(Data records)

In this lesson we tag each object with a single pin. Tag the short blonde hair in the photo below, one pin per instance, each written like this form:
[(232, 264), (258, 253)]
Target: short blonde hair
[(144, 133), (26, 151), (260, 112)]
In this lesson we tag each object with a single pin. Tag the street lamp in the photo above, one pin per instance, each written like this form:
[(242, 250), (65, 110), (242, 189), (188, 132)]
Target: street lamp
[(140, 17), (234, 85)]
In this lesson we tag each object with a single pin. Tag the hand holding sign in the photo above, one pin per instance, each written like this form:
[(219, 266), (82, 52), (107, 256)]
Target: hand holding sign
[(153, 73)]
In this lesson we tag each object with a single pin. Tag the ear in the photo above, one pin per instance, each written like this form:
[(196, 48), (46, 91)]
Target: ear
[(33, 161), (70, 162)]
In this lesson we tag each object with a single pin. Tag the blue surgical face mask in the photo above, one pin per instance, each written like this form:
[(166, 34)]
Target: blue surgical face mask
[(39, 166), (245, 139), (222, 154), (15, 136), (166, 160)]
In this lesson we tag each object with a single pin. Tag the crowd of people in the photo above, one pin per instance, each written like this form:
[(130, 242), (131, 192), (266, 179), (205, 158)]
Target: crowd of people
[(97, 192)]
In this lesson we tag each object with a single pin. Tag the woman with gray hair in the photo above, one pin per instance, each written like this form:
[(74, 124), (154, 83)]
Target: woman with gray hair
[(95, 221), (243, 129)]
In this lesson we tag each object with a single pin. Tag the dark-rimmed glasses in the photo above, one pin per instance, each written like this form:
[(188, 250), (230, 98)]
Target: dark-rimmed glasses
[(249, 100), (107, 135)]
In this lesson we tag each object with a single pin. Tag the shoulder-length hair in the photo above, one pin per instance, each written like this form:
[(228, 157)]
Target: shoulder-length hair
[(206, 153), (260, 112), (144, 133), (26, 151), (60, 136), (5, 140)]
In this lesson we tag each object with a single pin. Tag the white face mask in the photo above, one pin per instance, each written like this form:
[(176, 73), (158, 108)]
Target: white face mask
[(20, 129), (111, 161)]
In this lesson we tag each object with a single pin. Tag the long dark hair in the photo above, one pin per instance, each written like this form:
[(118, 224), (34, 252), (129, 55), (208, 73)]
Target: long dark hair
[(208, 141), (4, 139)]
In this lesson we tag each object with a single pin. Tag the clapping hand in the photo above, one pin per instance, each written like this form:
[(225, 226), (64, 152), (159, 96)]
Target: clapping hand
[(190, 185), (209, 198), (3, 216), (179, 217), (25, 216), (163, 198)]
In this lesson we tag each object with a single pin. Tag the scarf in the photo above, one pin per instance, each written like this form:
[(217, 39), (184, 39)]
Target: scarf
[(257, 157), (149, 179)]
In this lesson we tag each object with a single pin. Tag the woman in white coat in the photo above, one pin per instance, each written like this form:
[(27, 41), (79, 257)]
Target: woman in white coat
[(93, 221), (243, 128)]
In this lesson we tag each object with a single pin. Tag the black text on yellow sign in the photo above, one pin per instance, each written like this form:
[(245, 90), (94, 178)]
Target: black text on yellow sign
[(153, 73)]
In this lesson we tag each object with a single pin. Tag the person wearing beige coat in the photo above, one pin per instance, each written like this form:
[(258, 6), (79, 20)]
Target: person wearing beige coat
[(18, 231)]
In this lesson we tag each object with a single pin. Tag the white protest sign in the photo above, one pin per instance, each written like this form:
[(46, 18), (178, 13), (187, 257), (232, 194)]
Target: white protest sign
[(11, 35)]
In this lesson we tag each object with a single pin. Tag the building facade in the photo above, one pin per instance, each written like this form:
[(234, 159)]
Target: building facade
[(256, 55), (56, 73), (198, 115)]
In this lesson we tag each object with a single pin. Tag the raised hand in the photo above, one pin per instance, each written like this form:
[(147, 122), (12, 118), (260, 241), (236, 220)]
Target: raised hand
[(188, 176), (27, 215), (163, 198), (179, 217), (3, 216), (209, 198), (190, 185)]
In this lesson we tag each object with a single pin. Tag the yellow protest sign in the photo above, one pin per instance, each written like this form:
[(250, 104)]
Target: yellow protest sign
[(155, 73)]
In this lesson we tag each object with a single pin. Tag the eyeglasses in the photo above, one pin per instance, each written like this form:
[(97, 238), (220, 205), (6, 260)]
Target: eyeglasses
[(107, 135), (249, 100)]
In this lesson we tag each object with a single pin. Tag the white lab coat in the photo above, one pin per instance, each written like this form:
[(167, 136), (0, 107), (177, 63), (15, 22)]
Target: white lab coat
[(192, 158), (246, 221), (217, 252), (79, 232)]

(End Data records)

> **What you have to do**
For this exercise, write out all of the data exactly.

> **Solution for this exercise**
In this lesson we tag each object with a single pin. Tag the short blonde hair in the photo below, one pin per instance, each written like this form:
[(232, 264), (258, 253)]
Target: short blonde hair
[(144, 133), (26, 151), (260, 112)]
In this lesson we tag each object with a single pin. Tag the street lamp in the photo above, one pin per instance, each written like this form:
[(242, 250), (65, 110), (242, 189), (188, 132)]
Target: street lamp
[(140, 17), (234, 85)]
In this lesson we tag each object with a single pin. Tag the hand holding sign in the photo above, one pin per instance, each written like this form:
[(219, 266), (82, 52), (107, 256)]
Target: hand holding sign
[(153, 73)]
In this lesson we tag each object with a single pin. Tag the ear in the photo above, one pin per instance, each written like this form:
[(196, 48), (46, 91)]
Target: ear
[(33, 161), (70, 162)]
In this lesson we tag each object with a single pin. Tag the blue surgical face mask in the photo above, one pin per instance, each written like this form:
[(166, 34)]
Target: blue surgical face mask
[(39, 166), (245, 139), (222, 154), (15, 136), (166, 160)]
In this lesson we tag each object with a single pin. Tag the crowd of people in the photo above, one pin per instance, each written like this form:
[(130, 242), (131, 192), (266, 179), (205, 158)]
Target: crowd of people
[(97, 192)]
In this lesson we tag each object with a single pin. Tag the woman with gray hair in the photo above, one pin per instance, each written like this form:
[(74, 124), (154, 83)]
Target: woman with gray hair
[(95, 221), (243, 129)]
In this lesson we tag each object with a single pin. Tag the dark-rimmed glasses in the photo above, one pin per instance, each written like this form:
[(188, 250), (230, 98)]
Target: dark-rimmed glasses
[(249, 100), (107, 135)]
In this lesson we tag each object with a single pin. Tag the shoulder-length hair in the photo above, one pin per instance, each written like this form:
[(228, 157)]
Target: shoulder-length hair
[(206, 153), (260, 112), (144, 133), (26, 151), (60, 136), (5, 140)]
In this lesson we tag each object with a single pin. Tag the white face mask in the photo above, one pin per instance, each written like this form:
[(176, 73), (158, 108)]
Target: white face mask
[(20, 129), (111, 161)]
In this lesson we tag each object with a single pin. Tag the long dark hair in the photo above, one pin per instance, each written like this form:
[(118, 224), (34, 252), (129, 55), (208, 73)]
Target: long dark hair
[(208, 141), (4, 139)]
In this lesson we tag each object with a single pin. Tag the clapping hand in the photo above, one pin per instance, each written like this form:
[(225, 226), (64, 152), (159, 96)]
Target: clapping hand
[(190, 185), (209, 198), (3, 216), (179, 217), (25, 216), (163, 198)]
In this lesson we tag each object with a single pin. Tag the scarf in the photo above, one pin per instance, each written like this form:
[(217, 39), (184, 39)]
Target: scarf
[(257, 157), (149, 179)]
In this lesson we tag each object with a single pin. Tag the woman in white coat in the photo above, one pin per instance, each written like this form:
[(27, 41), (79, 257)]
Target: woman in white coat
[(93, 221), (243, 128)]
In this lesson we tag each object with a single pin. Tag the black text on yellow sign in the photo above, one pin per instance, each written like this form:
[(245, 90), (94, 178)]
Target: black text on yellow sign
[(153, 73)]
In this lesson we tag each object with a single pin. Tag the person wearing beige coat in the photo above, one pin per instance, each written like this form:
[(258, 6), (79, 20)]
Target: person wearing beige coat
[(18, 231)]
In this lesson we tag each object with a single pin. Tag the white protest sign in the photo above, one pin per instance, each written like this form:
[(46, 18), (178, 13), (187, 257), (232, 194)]
Target: white protest sign
[(11, 35)]
In this lesson we tag each object with a single pin. Tag the building facade in the photo above, one pin per instance, each written like this form:
[(234, 159)]
Target: building facade
[(256, 55), (56, 73), (198, 115)]
In this lesson we tag each object with a single pin. Tag the raised hand in the photo above, one pin per instance, each written like this form:
[(147, 122), (12, 118), (260, 241), (236, 220)]
Target: raised hand
[(188, 176), (27, 215), (163, 198), (179, 217), (3, 216), (209, 198), (190, 185)]
In this lesson we tag each object with a single pin. Tag the yellow protest sign in the photo above, one pin per instance, each written like this form:
[(250, 104)]
Target: yellow protest sign
[(155, 73)]
In this lesson we tag each object with a single pin. Tag the eyeglasses in the photo above, one pin per instance, each written like this form:
[(97, 238), (220, 205), (6, 260)]
Target: eyeglasses
[(107, 135), (249, 100)]
In this lesson we tag each object with a single pin. Tag the white lab coat in the photo above, one pin per instance, each written like this form:
[(167, 136), (0, 107), (177, 63), (15, 22)]
Target: white lab coat
[(192, 158), (246, 221), (217, 252), (79, 232)]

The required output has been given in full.